Pointing dataset excerpts
----------

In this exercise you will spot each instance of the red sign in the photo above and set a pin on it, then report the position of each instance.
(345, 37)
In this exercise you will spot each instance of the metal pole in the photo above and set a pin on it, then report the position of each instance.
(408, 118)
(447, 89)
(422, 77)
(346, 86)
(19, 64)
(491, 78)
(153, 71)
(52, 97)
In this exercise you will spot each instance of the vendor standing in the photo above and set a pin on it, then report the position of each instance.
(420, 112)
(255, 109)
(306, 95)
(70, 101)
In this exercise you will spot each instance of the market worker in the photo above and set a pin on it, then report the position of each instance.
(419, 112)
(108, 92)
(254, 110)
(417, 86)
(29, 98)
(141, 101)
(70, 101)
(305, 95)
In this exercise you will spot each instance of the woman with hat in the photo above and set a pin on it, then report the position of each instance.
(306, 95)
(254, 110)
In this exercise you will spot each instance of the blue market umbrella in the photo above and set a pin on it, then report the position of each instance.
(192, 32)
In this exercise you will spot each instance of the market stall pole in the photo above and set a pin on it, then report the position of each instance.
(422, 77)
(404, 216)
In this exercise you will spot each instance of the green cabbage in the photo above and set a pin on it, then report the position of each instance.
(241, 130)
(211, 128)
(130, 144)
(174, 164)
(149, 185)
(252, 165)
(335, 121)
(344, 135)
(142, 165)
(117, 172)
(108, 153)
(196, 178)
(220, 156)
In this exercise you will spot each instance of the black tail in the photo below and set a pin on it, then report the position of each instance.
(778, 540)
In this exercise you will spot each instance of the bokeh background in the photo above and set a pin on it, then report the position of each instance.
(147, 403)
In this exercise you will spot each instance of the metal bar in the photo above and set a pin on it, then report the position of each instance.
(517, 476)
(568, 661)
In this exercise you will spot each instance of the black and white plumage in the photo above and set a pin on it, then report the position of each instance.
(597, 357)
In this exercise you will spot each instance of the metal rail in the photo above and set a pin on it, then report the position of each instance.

----------

Rewrite all the records with "set a pin" changed to "place a marker" wherever it occurs, keeping every other word and mark the same.

In this exercise you will spot each instance of the red sign in the photo above and place a marker on it, then report the position of each instance.
(345, 37)
In this exercise you will spot each instance of the metal pole in the photo above and place a marker on it, then report the position of each instance.
(408, 118)
(447, 89)
(422, 77)
(346, 86)
(19, 64)
(491, 78)
(153, 71)
(52, 97)
In this exercise you will spot each instance of the vendor standing in the photo above and place a marker on it, then report the position of each instance.
(420, 112)
(255, 109)
(306, 95)
(70, 101)
In this exercise you will spot each instance of the market worker in the photo above and place a marker on it, then report the position of each instance.
(419, 112)
(108, 92)
(254, 110)
(417, 86)
(29, 98)
(141, 101)
(70, 101)
(305, 95)
In this exercise you will spot each instance of the woman with hat in the photo above and place a marker on it, then report the position of each instance.
(306, 95)
(254, 110)
In this exercise you will spot each instance of the blue market umbrella in the photo above and place a marker on it, then report the position of each instance.
(192, 32)
In this exercise you will spot each instance of the market stall pole in the photo above and place a marker on it, then report the position of each instance.
(422, 77)
(404, 216)
In this exercise you will spot each instance of the green cabbage in the photo above and place a marker on it, then report the position of each instance.
(241, 130)
(211, 128)
(130, 144)
(174, 164)
(149, 185)
(252, 165)
(335, 121)
(344, 135)
(142, 165)
(117, 172)
(108, 153)
(196, 178)
(220, 156)
In this exercise you will spot each instance of the black tail in the photo below and place a marker on it, then report the position of each instance.
(778, 540)
In this exercise you will spot each instance of the bokeh background in the photo above and place a marker on it, then report the position of each instance.
(147, 403)
In this exercise you will spot each instance of the metal bar in the photo above and place a marker on it, then report the position of each instance.
(517, 476)
(568, 661)
In this exercise you will spot each instance of the black and white plumage in the photo above and place a marker on it, then report the position of each instance.
(597, 357)
In this exercise you will spot each instance of the metal rail in the photo above and place a marker on it, then report the position of each instance.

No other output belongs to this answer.